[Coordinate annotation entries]
________
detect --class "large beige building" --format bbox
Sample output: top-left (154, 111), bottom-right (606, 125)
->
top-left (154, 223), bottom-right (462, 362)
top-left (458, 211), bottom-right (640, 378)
________
#### Exercise aim
Write out all of the entries above word for word, with no changes.

#### Solved exercise
detect --class "large beige building" --format bbox
Sample output: top-left (154, 111), bottom-right (606, 125)
->
top-left (154, 223), bottom-right (462, 362)
top-left (458, 211), bottom-right (640, 378)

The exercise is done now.